-- Source document follows --
Bezalel was a builder. A literal one. Earlier in Exodus Moses appointed judges over 1000's, 100's, 50's and 10's. Bezalel probably was not one of those. He was probably one of those guys who who took his gripes to Joe who was in charge of 10. And Joe might say his gripe was a tough call and tell him to bounce it up to Frank who was in charge of 50's. Bezalel was just a guy in the tribe of Judah. He happened to have a knack for hammering gold, and the Lord called him to service in the tabernacle.
And the Lord filled Bezalel with the Spirit of God.
To make a lampstand?
Yes. To make a lampstand.
And to carve a pomegranate.
The judges over 1000's, 100's, 50's and 10's weren't filled with the Holy Spirit, but Bezalel was. That's dramatic. The Lord ignores the men given power, and fills those skilled in crafts. The Lord pours out His Spirit on Bezalel as truly and as purposefully as He does on Moses, and not just Bezalel: Moreover, I have given special skill to all the naturally talented craftsmen so they can make all the things I have instructed you to make
Can you begin to imagine all the things there are to be made in the house of God that you attend every Sunday? I'll start, but I'm sure together we could come up with many more.
-- Source document concluded --
-- Information shown follows --
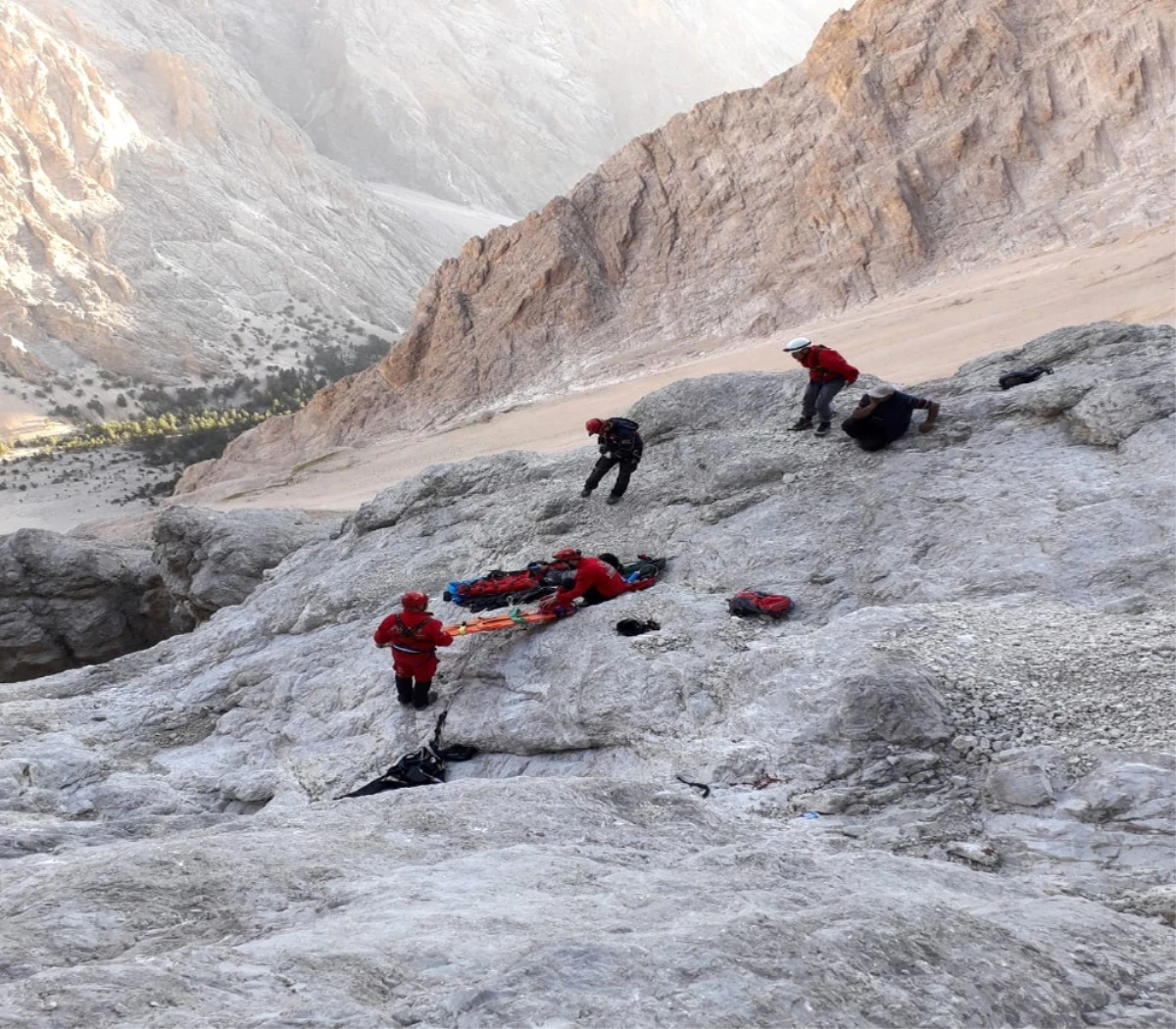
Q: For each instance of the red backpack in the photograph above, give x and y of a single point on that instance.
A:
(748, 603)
-- Information shown concluded --
-- Information shown follows --
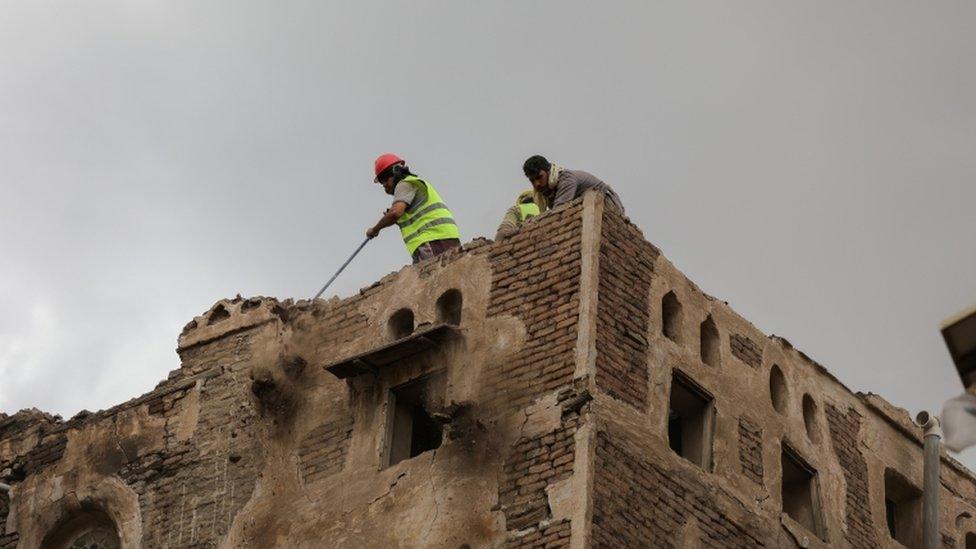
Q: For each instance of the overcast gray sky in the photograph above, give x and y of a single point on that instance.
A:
-- Information shown concluded --
To do:
[1] From the passage about Bezalel, extract the text starting with "Bezalel was a" and going on through "Spirit of God.".
[2] In the passage about Bezalel, why does the writer call it "dramatic" that Bezalel was filled with the Spirit of God?

Results for each task:
[1]
Bezalel was a builder. A literal one. Earlier in Exodus Moses appointed judges over 1000's, 100's, 50's and 10's. Bezalel probably was not one of those. He was probably one of those guys who who took his gripes to Joe who was in charge of 10. And Joe might say his gripe was a tough call and tell him to bounce it up to Frank who was in charge of 50's. Bezalel was just a guy in the tribe of Judah. He happened to have a knack for hammering gold, and the Lord called him to service in the tabernacle.
And the Lord filled Bezalel with the Spirit of God.

[2] The judges appointed over thousands, hundreds, fifties and tens were not filled with the Holy Spirit, but Bezalel, an ordinary craftsman, was. This shows the Lord passing over the men given power and filling those skilled in crafts instead.